▶ **Work to be completed**:
Which of the lines below contain the string "house"? Pick out each such line and copy it in full. Uppercase and lowercase count as different.

▶ **Dataset rows**:
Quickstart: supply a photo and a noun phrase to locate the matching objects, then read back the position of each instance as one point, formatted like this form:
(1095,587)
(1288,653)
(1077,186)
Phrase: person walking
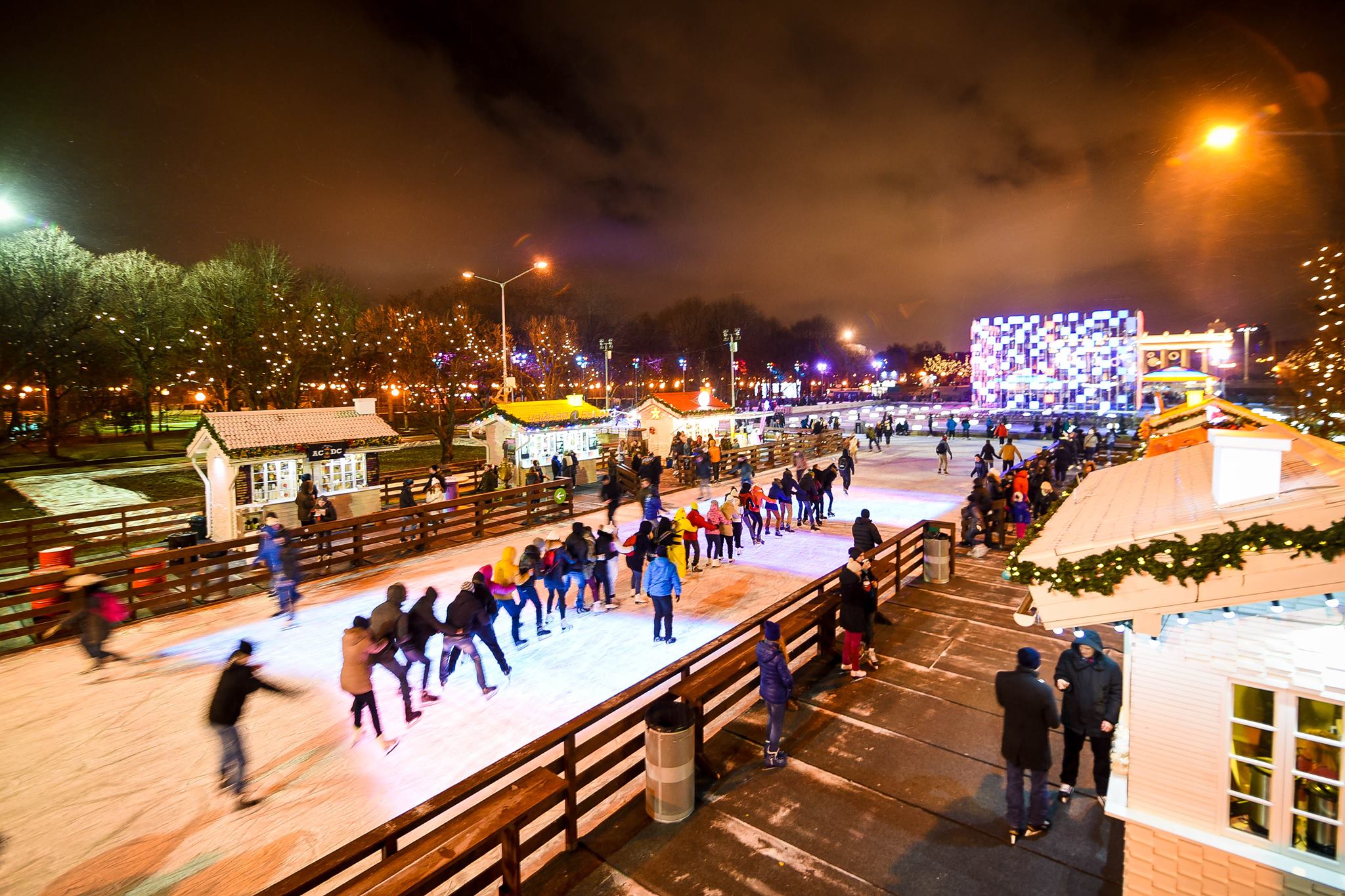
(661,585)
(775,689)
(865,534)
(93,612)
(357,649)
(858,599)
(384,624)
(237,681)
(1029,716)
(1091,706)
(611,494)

==

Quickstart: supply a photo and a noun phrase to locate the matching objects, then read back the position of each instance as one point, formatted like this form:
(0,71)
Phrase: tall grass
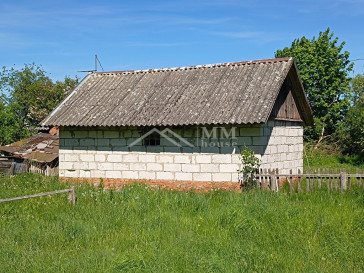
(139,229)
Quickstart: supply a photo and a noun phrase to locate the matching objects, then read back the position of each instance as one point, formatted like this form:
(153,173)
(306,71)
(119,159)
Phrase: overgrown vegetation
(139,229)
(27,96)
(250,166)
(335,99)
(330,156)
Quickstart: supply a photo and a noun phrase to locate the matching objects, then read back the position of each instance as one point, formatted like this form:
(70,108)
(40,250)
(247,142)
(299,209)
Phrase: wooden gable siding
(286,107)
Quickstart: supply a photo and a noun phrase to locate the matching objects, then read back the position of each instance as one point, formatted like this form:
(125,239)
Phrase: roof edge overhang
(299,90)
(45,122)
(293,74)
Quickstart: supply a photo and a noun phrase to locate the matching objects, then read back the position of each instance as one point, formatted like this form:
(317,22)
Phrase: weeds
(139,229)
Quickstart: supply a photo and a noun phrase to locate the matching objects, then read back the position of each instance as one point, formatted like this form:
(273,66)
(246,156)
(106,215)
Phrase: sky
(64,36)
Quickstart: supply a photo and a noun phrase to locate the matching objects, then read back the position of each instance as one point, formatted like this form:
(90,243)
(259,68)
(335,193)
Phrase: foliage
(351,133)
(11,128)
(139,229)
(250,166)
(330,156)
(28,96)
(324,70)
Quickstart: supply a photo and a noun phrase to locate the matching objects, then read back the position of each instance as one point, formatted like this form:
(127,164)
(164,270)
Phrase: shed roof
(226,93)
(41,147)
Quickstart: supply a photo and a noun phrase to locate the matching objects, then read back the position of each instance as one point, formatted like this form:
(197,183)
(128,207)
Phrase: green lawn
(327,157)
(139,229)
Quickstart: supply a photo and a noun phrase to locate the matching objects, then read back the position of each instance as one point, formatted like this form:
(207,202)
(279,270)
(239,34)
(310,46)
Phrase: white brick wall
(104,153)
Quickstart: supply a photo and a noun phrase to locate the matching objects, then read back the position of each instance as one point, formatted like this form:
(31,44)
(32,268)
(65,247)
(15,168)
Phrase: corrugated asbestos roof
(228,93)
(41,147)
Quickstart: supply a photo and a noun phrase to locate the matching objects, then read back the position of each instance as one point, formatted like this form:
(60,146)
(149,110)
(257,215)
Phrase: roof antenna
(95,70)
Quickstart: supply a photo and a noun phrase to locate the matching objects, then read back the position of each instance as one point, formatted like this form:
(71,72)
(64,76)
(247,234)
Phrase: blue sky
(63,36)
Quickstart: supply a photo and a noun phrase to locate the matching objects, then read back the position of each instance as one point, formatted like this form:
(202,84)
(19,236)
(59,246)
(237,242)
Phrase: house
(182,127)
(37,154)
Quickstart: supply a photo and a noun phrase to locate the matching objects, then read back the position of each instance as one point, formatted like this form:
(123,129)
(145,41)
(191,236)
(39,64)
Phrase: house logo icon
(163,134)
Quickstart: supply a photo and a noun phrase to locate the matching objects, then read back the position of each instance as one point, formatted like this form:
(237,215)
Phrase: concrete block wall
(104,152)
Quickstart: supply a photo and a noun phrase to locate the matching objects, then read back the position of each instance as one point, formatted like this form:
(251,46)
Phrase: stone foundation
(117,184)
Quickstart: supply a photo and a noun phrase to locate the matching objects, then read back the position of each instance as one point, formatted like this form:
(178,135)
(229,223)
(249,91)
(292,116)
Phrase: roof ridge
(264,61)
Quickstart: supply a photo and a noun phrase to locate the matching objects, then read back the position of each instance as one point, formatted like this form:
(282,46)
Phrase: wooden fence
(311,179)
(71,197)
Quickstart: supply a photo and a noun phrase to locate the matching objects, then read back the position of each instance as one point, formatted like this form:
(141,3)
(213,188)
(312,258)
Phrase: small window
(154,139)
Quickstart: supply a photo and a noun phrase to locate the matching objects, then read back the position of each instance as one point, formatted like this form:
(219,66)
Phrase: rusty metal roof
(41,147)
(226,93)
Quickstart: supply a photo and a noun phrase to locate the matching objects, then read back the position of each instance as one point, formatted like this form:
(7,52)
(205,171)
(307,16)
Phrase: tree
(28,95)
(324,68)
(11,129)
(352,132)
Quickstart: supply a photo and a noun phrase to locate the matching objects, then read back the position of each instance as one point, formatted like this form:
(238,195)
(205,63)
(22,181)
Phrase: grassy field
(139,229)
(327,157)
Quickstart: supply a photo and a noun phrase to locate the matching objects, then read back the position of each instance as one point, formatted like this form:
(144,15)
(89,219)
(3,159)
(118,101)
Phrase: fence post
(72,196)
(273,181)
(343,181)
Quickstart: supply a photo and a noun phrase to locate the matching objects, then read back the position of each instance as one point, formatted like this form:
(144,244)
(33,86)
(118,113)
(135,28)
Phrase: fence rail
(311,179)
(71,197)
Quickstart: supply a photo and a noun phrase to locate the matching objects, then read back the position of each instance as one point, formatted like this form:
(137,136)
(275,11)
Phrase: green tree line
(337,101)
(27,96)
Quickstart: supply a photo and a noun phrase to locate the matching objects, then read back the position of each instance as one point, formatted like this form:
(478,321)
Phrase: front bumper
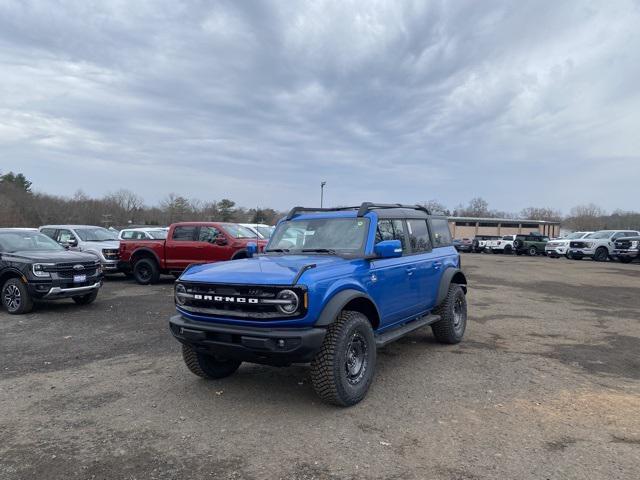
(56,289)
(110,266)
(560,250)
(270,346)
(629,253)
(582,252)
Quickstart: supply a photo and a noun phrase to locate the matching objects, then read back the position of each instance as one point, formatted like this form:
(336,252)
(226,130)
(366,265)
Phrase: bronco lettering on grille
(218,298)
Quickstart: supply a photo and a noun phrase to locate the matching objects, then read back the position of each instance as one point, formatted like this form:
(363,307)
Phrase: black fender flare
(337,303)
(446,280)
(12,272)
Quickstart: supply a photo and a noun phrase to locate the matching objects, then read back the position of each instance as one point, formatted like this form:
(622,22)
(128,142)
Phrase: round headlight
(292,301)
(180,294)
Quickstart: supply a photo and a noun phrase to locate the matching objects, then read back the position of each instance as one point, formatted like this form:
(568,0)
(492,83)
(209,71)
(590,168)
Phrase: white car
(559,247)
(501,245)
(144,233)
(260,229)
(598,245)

▶ **Problem solution**:
Phrase: house
Phrase: house logo icon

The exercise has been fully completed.